■ What you are asked to do:
Reproduce word for word the part of the data below that opens with the line containing "of the stone" and runs through the end of the data.

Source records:
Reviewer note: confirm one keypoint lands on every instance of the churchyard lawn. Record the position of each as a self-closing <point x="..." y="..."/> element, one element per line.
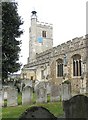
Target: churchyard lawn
<point x="14" y="112"/>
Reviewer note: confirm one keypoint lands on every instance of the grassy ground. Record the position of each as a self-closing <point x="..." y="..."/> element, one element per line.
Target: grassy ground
<point x="14" y="112"/>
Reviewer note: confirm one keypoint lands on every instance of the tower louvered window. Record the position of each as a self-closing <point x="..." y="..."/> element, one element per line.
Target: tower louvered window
<point x="76" y="65"/>
<point x="43" y="33"/>
<point x="59" y="68"/>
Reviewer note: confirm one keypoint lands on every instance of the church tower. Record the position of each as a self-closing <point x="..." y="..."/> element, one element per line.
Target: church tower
<point x="40" y="37"/>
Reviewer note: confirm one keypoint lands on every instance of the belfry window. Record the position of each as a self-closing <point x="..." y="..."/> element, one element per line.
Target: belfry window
<point x="59" y="68"/>
<point x="43" y="33"/>
<point x="76" y="65"/>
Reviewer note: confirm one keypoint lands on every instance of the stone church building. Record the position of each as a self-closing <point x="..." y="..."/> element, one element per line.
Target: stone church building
<point x="68" y="61"/>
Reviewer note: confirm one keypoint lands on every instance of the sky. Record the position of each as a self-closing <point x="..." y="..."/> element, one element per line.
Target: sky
<point x="67" y="16"/>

■ Finished exercise:
Reviewer note: confirm one keypoint lands on every instance of the stone church building. Record the position of each as a self-closing <point x="..." y="..."/> element, one element per line.
Target: stone church building
<point x="68" y="61"/>
Reviewer note: confirm one keypoint lands on every instance of the sky. Record the position of each as a self-closing <point x="..." y="..."/> element, one element per line.
Target: sky
<point x="67" y="16"/>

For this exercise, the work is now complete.